- What is asked
Only the lines from the one containing "Note to the class: find the man's running" through the end of the entries should be repeated, exactly as they appear, first and last included.
====== Data shown ======
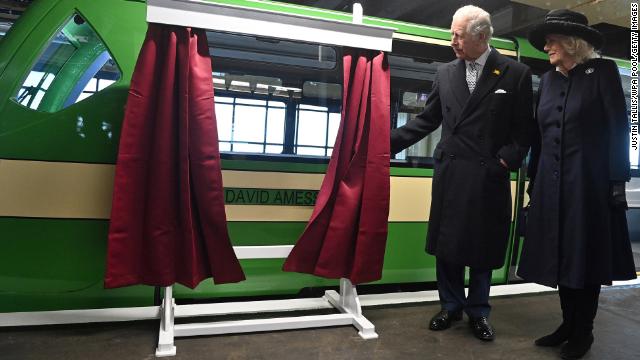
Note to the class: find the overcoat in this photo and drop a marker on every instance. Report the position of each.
(471, 193)
(574, 236)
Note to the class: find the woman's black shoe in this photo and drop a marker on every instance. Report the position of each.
(575, 349)
(556, 338)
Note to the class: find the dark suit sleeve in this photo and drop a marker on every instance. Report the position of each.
(615, 109)
(536, 138)
(426, 122)
(521, 124)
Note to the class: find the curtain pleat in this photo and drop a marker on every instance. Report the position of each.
(168, 223)
(346, 235)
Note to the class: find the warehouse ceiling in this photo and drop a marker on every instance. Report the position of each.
(510, 17)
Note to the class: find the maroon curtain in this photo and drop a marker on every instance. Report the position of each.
(168, 222)
(347, 233)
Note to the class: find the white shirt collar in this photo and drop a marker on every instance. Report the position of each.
(482, 59)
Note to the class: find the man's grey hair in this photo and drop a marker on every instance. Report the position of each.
(478, 21)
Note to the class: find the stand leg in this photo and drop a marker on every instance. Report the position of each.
(349, 303)
(166, 333)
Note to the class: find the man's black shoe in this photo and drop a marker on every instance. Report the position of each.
(481, 328)
(443, 319)
(556, 338)
(576, 348)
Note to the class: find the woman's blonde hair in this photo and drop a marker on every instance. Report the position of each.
(577, 48)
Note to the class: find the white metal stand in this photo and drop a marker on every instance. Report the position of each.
(347, 302)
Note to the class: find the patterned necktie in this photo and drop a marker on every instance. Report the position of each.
(472, 75)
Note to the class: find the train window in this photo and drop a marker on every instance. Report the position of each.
(74, 66)
(275, 96)
(316, 130)
(411, 82)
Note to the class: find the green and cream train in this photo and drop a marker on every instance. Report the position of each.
(65, 68)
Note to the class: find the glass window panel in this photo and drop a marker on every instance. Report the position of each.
(224, 116)
(91, 86)
(271, 50)
(312, 107)
(240, 147)
(274, 149)
(254, 75)
(314, 89)
(84, 95)
(224, 146)
(224, 99)
(304, 150)
(249, 124)
(334, 124)
(312, 127)
(275, 125)
(68, 69)
(104, 83)
(250, 101)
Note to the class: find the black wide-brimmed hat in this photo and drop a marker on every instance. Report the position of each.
(565, 22)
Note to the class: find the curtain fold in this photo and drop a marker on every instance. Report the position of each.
(346, 235)
(168, 223)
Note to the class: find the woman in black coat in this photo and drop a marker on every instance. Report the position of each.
(577, 237)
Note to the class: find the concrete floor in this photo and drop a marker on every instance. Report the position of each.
(403, 335)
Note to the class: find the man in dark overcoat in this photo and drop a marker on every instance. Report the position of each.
(483, 100)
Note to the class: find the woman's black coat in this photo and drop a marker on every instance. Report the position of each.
(574, 236)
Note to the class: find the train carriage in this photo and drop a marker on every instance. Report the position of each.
(65, 68)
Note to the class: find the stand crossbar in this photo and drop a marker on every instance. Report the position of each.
(346, 302)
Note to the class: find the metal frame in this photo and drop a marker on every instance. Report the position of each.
(252, 21)
(346, 302)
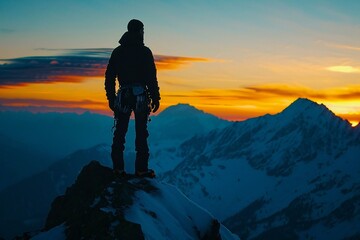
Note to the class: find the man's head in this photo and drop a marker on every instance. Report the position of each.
(135, 26)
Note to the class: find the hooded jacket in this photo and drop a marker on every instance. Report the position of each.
(131, 63)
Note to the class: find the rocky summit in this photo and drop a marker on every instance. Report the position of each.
(101, 206)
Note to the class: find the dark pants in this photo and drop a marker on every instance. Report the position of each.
(141, 146)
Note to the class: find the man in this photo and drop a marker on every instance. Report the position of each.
(132, 63)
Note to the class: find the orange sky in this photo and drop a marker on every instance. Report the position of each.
(235, 59)
(75, 93)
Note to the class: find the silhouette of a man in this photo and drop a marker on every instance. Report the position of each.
(132, 63)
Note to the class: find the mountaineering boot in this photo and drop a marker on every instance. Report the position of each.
(149, 174)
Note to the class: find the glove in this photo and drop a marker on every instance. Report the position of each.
(111, 105)
(155, 104)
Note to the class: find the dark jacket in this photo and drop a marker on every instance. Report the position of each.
(131, 63)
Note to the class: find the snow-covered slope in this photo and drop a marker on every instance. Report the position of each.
(24, 205)
(171, 128)
(296, 173)
(99, 206)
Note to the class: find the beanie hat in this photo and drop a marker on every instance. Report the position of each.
(135, 25)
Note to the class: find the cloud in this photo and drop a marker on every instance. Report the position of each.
(263, 93)
(343, 69)
(172, 62)
(75, 65)
(49, 103)
(46, 105)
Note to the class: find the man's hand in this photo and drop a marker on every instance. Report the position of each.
(155, 105)
(111, 105)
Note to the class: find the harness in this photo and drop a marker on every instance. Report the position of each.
(132, 97)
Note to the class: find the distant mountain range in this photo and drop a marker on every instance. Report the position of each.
(25, 204)
(293, 175)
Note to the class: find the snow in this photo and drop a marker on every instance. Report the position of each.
(169, 214)
(56, 233)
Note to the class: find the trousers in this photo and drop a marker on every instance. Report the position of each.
(141, 144)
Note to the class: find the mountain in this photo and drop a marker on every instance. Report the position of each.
(24, 205)
(99, 206)
(171, 128)
(38, 191)
(293, 175)
(47, 137)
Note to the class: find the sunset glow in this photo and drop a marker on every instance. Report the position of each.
(247, 60)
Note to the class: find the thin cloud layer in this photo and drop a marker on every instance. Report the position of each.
(74, 66)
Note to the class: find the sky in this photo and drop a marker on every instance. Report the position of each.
(235, 59)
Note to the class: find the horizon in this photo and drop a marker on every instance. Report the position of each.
(236, 60)
(353, 124)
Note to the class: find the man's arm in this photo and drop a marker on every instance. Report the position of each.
(152, 82)
(110, 77)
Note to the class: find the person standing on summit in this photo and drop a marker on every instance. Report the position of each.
(132, 64)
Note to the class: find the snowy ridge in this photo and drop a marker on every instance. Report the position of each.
(275, 173)
(101, 206)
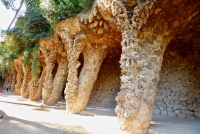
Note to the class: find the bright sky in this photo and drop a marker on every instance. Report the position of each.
(6, 16)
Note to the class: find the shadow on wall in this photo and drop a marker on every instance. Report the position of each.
(1, 82)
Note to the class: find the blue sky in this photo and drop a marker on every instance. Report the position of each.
(6, 15)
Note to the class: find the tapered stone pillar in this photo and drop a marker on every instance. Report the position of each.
(59, 81)
(141, 60)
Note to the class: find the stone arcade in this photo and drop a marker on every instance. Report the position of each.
(116, 48)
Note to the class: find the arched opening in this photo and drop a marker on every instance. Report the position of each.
(108, 82)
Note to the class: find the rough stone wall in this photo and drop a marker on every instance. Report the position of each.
(108, 82)
(18, 63)
(179, 87)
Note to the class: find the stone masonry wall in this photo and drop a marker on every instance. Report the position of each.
(108, 82)
(179, 87)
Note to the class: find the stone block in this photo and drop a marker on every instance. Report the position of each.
(194, 105)
(191, 100)
(198, 100)
(183, 98)
(190, 107)
(155, 132)
(175, 89)
(181, 115)
(197, 109)
(190, 117)
(197, 114)
(171, 113)
(150, 131)
(170, 105)
(164, 112)
(184, 90)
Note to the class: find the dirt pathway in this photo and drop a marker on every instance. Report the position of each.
(25, 117)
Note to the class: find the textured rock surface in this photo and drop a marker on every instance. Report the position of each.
(179, 88)
(144, 28)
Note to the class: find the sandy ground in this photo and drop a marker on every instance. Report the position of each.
(22, 116)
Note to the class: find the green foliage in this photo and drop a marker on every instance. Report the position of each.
(55, 10)
(38, 22)
(9, 4)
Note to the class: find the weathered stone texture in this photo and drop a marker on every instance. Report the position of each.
(179, 88)
(18, 63)
(108, 82)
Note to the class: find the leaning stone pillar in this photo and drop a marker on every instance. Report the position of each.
(19, 68)
(50, 58)
(25, 83)
(36, 86)
(59, 81)
(141, 60)
(78, 89)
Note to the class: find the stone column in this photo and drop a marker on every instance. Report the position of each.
(13, 79)
(26, 79)
(59, 81)
(73, 48)
(141, 60)
(78, 89)
(50, 58)
(19, 68)
(36, 87)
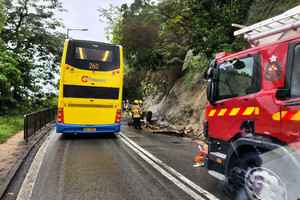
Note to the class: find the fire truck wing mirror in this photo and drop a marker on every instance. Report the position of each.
(282, 94)
(210, 92)
(238, 64)
(211, 71)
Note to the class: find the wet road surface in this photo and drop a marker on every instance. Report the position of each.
(106, 167)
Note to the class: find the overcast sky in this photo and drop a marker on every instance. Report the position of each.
(84, 14)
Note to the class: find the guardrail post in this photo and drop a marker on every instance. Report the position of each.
(25, 128)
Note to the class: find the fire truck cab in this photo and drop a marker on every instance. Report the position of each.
(254, 97)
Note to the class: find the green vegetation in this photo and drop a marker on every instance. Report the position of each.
(10, 125)
(30, 48)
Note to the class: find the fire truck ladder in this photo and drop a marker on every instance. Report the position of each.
(287, 21)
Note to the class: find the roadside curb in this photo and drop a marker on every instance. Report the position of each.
(13, 171)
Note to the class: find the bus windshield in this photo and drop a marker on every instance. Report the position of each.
(93, 56)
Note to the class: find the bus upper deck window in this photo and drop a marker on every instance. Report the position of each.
(100, 55)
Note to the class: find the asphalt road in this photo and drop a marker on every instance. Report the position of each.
(93, 167)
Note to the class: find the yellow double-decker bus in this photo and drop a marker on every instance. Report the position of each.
(90, 88)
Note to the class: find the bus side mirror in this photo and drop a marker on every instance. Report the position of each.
(282, 94)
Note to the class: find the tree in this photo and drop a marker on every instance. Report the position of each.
(30, 35)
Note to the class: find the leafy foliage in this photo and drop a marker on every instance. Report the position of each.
(30, 48)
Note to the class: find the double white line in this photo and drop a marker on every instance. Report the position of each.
(189, 187)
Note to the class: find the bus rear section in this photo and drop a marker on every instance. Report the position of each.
(90, 89)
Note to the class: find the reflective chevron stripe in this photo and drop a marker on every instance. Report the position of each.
(223, 112)
(287, 116)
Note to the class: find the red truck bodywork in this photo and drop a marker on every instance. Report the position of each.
(274, 118)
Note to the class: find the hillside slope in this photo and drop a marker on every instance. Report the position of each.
(182, 106)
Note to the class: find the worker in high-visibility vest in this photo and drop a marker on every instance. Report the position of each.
(136, 112)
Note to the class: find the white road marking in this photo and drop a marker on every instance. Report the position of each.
(182, 186)
(142, 152)
(26, 190)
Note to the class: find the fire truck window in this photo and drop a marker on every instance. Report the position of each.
(295, 86)
(235, 82)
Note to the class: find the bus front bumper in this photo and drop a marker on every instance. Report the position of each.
(75, 128)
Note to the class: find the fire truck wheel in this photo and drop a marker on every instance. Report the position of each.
(239, 167)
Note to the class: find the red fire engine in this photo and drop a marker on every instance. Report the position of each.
(254, 97)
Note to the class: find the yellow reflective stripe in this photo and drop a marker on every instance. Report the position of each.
(279, 115)
(296, 117)
(234, 111)
(212, 113)
(249, 111)
(222, 112)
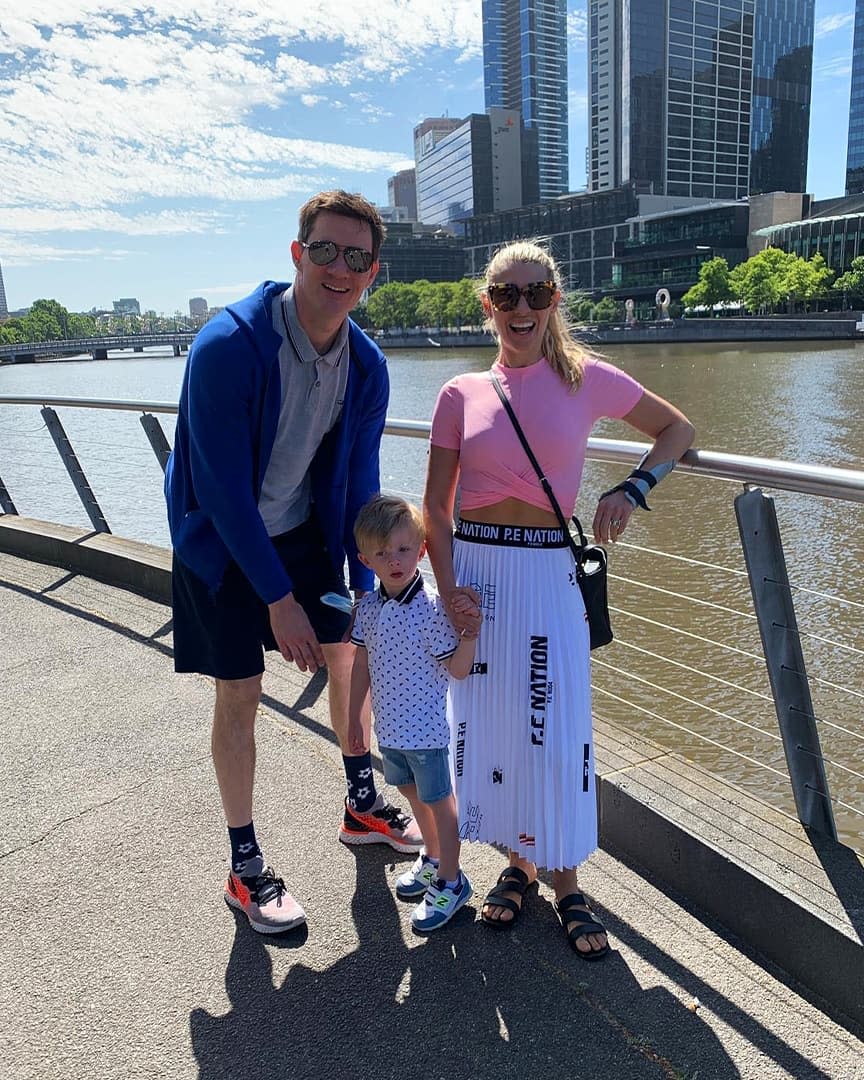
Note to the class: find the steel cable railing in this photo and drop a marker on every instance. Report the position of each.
(647, 616)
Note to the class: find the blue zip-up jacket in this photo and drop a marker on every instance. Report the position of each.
(227, 423)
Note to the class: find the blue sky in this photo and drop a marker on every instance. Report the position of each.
(163, 152)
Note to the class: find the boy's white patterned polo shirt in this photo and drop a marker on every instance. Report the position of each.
(407, 637)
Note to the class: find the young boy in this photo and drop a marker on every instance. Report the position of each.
(409, 651)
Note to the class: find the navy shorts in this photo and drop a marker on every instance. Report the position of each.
(224, 634)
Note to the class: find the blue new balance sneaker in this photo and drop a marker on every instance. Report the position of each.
(414, 882)
(440, 904)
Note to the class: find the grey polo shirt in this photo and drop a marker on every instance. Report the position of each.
(312, 395)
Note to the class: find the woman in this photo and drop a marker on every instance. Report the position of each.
(522, 741)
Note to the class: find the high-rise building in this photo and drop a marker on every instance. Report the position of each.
(854, 149)
(430, 132)
(525, 68)
(782, 77)
(709, 98)
(402, 191)
(475, 169)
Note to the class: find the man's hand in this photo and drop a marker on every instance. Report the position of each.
(294, 634)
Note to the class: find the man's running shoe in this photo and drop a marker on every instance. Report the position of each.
(440, 904)
(414, 882)
(382, 823)
(265, 901)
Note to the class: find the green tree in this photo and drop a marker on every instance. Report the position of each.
(464, 307)
(392, 305)
(45, 321)
(759, 283)
(607, 311)
(579, 306)
(434, 300)
(712, 287)
(807, 280)
(851, 283)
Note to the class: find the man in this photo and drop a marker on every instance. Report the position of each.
(282, 409)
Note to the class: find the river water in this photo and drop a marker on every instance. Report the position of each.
(700, 688)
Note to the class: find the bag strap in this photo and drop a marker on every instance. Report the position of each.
(541, 475)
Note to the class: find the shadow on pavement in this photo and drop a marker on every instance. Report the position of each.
(462, 1003)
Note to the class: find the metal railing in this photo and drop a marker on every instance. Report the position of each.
(743, 657)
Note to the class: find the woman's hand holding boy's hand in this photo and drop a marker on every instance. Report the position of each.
(462, 607)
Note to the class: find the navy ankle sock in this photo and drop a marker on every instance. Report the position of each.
======
- Exercise response
Note to the class: find the man's running shoe in this photo and drop a marker on every instance. Report the position of each.
(440, 904)
(414, 882)
(382, 823)
(265, 901)
Note to the class: find the green tree in this photo and drop a marker on every instance. Report the position of each.
(464, 307)
(392, 305)
(45, 321)
(759, 283)
(607, 311)
(579, 306)
(434, 300)
(712, 287)
(807, 280)
(851, 283)
Note to the class: find the man in this photo and drop a marker on every instance. Report the position of each.
(282, 409)
Note to the class: find the river water in this photo and drop a marker on every instance. Report the position of each.
(700, 688)
Note to the class: find the bag strap in this photo and drop a marker on every instance. Report the position of each.
(541, 475)
Note to the class: find the shadow on pavement in this photo and drop a marker on every instance. Report the position of each.
(462, 1003)
Note to the class: find the metal railing in this photo and drop a marker on every instance. Report the position of each.
(743, 657)
Note to the class: find the woman's hand holding boy's hand in this photo and drop a marker on every instance. Report the position of each.
(462, 607)
Note to the class: find the navy ankle sock in this photo and drop a marker on every instance. Report the position of each.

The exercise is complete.